__Exercise inputs__:

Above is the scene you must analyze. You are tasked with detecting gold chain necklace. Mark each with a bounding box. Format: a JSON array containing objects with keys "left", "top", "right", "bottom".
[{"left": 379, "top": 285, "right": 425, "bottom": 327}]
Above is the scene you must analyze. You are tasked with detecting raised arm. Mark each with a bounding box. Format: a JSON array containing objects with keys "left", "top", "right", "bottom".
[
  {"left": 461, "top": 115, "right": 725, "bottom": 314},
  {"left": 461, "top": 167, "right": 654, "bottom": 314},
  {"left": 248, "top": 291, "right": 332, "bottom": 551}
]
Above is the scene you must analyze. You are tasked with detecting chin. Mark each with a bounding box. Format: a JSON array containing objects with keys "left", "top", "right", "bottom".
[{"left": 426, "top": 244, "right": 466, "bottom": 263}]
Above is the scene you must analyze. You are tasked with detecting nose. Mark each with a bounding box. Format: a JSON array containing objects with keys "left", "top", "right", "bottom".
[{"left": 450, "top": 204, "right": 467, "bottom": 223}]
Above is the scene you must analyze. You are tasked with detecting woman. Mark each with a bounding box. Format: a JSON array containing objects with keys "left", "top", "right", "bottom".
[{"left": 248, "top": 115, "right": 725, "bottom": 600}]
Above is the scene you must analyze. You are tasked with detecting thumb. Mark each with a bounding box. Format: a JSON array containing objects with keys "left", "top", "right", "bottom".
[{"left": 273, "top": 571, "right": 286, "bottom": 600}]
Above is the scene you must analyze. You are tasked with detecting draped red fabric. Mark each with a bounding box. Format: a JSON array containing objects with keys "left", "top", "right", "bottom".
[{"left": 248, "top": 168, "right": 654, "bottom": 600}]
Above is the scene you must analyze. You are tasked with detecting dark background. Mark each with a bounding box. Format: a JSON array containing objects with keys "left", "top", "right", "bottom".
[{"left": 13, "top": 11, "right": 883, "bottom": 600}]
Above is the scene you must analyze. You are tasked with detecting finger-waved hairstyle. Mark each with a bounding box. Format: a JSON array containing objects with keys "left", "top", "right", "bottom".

__Task to carry out__:
Write out all of the data above again word for word, with every line the same.

__The completed task__:
Above is the scene you must analyze. You are tasked with detecting gold chain necklace. Mark each with a bounding box. Format: a JSON array containing objects with keys "left", "top", "right", "bottom".
[{"left": 379, "top": 285, "right": 425, "bottom": 327}]
Above is the scene you must analyze. You are tasked with detecting raised arm. Mark each with a bounding box. Format: a JSON array containing objects with keys "left", "top", "right", "bottom".
[
  {"left": 461, "top": 115, "right": 725, "bottom": 314},
  {"left": 461, "top": 167, "right": 654, "bottom": 314},
  {"left": 248, "top": 291, "right": 332, "bottom": 551}
]
Above is the scene you must analyze. You are tasked with detecting chin. Mark each with a bounding box. Format: a JSON array containing objects with keys "left", "top", "right", "bottom".
[{"left": 426, "top": 244, "right": 466, "bottom": 263}]
Above is the scene you must analyze. You are tasked with detecting nose. Mark each with a bounding box. Format: a JSON array containing objects with keys "left", "top", "right", "bottom".
[{"left": 450, "top": 204, "right": 467, "bottom": 223}]
Above is the scene you must analyze. You are tasked with detecting woman. Mark each with a bounding box. Format: a JSON array containing objects with keys "left", "top", "right", "bottom".
[{"left": 248, "top": 115, "right": 725, "bottom": 600}]
Above is the scene you must analyze. You are tasked with detecting thumb. Mark each with a bounding box. Format: a JSON array containing objects with keys "left", "top", "right", "bottom".
[{"left": 273, "top": 571, "right": 286, "bottom": 600}]
Above is the scene you must analyze. You are tasked with detecting draped red fabric. Mark each with a bounding box. Format: a JSON array containing objects with keys "left", "top", "right", "bottom".
[{"left": 248, "top": 168, "right": 654, "bottom": 600}]
Above is the scene you must analyze. You are tasked with detecting dark background. Mark each with a bounding box. Format: a JSON array containing objects with keys "left", "top", "right", "bottom".
[{"left": 13, "top": 11, "right": 883, "bottom": 600}]
Above is the scene you must analyze. You are tasked with detecting finger-waved hairstyle. Mark each with a bounding box. Format: a JSON array containing objects with keys "left", "top", "right", "bottom".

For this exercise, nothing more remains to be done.